(Data drawn from a collection)
#####
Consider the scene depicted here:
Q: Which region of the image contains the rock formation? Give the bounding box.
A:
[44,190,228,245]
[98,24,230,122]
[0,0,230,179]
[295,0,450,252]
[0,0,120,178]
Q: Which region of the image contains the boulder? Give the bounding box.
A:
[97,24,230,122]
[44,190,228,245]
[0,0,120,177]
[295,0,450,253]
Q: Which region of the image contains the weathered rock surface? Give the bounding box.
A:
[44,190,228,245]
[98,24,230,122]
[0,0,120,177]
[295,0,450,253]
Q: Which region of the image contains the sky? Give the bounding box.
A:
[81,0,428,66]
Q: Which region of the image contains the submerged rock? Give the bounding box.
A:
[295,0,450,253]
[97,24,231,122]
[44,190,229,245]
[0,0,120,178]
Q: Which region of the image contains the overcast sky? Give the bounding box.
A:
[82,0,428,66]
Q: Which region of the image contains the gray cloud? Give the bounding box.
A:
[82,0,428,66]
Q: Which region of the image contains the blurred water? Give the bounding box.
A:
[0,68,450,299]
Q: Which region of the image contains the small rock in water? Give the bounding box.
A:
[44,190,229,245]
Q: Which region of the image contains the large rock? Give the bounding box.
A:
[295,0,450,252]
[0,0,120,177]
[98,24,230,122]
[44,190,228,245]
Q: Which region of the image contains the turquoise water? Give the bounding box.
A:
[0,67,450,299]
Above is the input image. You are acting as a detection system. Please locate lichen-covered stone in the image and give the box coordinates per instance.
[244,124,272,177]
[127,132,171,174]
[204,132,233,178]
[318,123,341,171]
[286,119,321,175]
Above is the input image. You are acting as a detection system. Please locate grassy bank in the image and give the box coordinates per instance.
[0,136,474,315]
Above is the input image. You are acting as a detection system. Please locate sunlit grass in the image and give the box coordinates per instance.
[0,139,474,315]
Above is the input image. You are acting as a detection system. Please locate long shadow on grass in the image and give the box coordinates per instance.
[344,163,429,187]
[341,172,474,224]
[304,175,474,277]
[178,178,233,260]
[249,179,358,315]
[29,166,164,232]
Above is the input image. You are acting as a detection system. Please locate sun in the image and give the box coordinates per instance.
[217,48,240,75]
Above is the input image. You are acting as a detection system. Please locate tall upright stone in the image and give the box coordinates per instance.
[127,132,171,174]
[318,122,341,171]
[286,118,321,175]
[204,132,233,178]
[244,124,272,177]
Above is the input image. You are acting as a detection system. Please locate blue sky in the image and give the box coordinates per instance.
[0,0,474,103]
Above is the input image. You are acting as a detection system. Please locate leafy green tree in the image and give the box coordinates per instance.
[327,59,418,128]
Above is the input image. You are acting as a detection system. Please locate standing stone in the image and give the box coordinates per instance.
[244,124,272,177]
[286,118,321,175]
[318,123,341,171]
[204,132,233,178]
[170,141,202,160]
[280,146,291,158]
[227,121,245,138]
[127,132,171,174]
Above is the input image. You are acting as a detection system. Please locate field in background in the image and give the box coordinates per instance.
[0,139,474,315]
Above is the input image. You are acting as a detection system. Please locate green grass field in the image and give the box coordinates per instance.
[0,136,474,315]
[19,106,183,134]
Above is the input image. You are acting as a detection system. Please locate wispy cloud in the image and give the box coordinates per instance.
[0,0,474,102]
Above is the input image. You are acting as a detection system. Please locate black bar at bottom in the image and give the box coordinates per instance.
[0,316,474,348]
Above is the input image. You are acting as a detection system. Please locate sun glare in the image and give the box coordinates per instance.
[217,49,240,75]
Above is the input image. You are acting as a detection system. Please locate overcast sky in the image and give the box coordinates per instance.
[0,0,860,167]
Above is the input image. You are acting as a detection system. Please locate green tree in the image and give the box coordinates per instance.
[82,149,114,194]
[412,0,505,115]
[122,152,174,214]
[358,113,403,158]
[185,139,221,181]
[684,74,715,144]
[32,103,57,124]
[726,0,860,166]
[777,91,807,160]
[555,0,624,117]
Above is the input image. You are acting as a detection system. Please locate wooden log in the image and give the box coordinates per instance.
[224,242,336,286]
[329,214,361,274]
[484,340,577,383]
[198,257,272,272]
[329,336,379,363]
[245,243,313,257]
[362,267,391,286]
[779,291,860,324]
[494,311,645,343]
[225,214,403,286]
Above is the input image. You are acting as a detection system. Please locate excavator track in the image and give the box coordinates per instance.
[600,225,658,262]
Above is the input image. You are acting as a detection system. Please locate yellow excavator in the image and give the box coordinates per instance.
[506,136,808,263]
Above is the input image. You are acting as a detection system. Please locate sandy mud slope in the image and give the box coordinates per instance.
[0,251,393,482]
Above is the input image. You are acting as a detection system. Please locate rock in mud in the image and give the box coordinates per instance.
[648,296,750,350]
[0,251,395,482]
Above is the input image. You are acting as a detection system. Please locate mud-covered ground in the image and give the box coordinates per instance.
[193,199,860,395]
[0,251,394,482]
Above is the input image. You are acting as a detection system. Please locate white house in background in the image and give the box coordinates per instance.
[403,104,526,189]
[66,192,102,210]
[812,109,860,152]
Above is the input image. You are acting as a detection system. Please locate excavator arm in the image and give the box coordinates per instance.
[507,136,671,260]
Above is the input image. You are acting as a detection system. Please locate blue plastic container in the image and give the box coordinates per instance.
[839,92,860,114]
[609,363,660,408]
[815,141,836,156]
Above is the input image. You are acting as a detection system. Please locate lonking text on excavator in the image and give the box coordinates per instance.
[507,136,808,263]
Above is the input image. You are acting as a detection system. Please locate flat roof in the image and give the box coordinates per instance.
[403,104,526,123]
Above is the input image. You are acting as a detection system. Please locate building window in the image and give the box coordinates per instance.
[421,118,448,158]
#####
* [Job]: Arrange the records between the lines holding "Please locate rock" and "[0,251,394,482]", inclusive, as a Markdown table with the columns Row and Line, numbering each line and leaving out any blank lines.

* [Task response]:
| Row | Line |
|---|---|
| 1 | Above is the input image. You are acting as a detection system. Please locate rock in mud in the image and give the box coordinates per instance. |
| 2 | [648,296,750,350] |
| 3 | [0,251,395,482] |
| 4 | Above is the input image. You are acting as a detection system. Please locate mud-covered ground in the image and give the box coordinates per instance. |
| 5 | [193,199,860,395] |
| 6 | [0,251,394,482] |